WHAT YOU SHOULD DO:
Below are records; count the lines that contain "boarding" and state only that count.

MATERIAL SHOWN:
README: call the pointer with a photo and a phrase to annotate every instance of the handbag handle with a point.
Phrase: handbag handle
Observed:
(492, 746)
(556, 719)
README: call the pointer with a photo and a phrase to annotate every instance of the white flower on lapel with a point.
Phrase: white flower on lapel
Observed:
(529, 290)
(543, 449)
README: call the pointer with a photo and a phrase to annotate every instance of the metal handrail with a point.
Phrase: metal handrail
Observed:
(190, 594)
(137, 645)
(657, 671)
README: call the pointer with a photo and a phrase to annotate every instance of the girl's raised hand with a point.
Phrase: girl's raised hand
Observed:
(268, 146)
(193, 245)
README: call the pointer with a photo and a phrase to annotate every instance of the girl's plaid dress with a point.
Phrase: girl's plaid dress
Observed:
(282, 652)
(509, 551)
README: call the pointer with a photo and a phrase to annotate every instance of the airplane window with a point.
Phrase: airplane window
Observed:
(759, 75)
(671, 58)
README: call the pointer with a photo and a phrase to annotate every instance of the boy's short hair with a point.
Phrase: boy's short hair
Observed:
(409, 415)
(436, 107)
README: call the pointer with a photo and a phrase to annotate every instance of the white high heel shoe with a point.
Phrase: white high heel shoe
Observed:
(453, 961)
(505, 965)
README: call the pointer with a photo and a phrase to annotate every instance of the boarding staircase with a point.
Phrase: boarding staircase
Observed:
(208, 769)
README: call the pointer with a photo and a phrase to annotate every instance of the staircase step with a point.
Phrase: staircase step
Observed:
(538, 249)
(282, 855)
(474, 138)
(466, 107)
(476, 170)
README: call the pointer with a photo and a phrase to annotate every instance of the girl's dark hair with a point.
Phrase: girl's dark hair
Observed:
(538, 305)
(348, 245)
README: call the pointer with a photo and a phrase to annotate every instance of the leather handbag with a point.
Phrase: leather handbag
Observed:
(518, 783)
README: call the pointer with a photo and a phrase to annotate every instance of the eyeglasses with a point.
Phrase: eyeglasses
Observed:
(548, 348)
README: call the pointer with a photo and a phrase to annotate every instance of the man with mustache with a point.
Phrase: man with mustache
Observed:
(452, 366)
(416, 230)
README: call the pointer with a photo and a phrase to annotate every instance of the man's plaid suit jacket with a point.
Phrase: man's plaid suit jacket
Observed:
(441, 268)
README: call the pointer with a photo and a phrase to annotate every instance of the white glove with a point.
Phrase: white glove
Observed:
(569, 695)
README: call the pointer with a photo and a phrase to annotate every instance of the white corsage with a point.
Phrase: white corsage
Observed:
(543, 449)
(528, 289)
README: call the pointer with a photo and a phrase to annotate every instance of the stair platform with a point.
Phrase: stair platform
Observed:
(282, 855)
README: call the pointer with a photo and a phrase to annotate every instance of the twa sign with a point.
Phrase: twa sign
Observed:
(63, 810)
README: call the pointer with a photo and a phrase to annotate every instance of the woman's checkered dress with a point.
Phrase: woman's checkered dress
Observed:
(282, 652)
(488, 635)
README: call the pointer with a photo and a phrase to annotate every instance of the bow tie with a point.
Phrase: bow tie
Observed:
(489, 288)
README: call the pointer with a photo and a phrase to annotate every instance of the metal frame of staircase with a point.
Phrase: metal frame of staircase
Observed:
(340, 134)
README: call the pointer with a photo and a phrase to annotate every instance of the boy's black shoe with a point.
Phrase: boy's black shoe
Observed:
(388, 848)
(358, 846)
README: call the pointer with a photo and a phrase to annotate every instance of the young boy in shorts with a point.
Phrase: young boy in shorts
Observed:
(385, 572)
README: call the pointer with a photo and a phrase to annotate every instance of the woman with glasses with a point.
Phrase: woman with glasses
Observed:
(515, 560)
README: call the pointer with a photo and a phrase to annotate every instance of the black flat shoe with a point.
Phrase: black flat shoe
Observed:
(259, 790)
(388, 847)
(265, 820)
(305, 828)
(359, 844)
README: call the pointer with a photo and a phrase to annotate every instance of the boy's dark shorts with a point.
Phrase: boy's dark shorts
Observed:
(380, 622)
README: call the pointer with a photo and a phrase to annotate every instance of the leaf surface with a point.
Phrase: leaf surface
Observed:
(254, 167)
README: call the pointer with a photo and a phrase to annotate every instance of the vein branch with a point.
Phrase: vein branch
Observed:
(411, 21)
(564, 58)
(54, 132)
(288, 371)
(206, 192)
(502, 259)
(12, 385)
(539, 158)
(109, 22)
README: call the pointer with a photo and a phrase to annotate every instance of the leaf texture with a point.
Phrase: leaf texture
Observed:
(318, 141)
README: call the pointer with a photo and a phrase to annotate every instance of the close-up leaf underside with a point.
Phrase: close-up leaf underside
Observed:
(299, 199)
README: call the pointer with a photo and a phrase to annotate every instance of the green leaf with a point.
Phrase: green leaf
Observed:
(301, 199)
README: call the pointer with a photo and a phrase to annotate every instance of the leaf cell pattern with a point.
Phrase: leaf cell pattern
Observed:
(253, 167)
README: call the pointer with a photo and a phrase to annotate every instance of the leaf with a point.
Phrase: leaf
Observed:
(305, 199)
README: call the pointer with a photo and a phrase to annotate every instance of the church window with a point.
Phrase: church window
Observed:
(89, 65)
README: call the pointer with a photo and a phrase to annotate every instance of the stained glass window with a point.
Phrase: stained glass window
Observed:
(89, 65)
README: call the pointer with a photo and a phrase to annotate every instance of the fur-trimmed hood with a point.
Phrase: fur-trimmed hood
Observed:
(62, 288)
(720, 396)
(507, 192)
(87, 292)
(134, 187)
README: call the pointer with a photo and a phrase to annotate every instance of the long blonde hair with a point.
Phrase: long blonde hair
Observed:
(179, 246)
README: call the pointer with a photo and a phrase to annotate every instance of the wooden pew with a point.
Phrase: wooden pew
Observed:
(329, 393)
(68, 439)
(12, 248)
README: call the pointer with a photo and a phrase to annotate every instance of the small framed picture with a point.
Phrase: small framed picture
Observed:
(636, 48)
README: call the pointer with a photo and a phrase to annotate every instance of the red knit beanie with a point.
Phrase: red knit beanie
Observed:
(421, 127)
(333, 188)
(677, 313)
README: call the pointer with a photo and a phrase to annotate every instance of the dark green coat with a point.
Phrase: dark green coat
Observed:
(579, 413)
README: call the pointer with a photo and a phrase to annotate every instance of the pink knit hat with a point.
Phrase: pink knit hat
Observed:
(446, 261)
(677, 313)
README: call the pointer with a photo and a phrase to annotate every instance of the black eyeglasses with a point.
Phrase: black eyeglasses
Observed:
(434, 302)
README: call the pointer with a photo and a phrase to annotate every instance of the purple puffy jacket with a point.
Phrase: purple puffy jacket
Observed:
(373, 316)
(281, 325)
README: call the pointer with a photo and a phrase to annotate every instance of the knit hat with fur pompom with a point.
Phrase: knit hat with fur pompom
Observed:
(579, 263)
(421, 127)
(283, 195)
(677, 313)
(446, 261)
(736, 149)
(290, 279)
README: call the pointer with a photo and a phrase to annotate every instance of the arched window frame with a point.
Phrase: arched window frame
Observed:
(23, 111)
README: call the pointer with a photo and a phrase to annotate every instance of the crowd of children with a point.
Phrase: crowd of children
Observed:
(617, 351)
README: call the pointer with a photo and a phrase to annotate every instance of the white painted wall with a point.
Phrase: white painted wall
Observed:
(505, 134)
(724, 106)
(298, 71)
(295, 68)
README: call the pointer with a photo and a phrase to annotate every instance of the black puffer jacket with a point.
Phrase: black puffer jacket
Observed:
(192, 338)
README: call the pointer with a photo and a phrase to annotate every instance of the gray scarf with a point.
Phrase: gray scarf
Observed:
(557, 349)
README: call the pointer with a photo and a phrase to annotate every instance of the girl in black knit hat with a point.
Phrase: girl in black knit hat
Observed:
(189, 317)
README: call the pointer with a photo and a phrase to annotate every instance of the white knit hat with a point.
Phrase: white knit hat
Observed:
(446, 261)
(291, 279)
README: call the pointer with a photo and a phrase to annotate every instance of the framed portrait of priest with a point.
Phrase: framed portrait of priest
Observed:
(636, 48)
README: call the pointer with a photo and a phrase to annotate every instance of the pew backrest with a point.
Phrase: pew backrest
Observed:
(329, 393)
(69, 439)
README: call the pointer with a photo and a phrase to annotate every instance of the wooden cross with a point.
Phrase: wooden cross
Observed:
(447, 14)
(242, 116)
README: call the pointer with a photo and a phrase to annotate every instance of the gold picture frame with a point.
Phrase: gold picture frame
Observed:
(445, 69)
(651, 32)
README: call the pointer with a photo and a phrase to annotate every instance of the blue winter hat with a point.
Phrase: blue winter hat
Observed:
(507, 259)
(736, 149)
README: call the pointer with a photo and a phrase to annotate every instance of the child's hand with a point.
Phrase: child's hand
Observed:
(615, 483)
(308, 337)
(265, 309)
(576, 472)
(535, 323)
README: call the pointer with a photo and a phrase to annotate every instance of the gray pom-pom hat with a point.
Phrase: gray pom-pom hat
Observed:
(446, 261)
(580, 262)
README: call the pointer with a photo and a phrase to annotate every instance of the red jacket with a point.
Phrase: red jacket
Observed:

EXPECTED OUTPUT:
2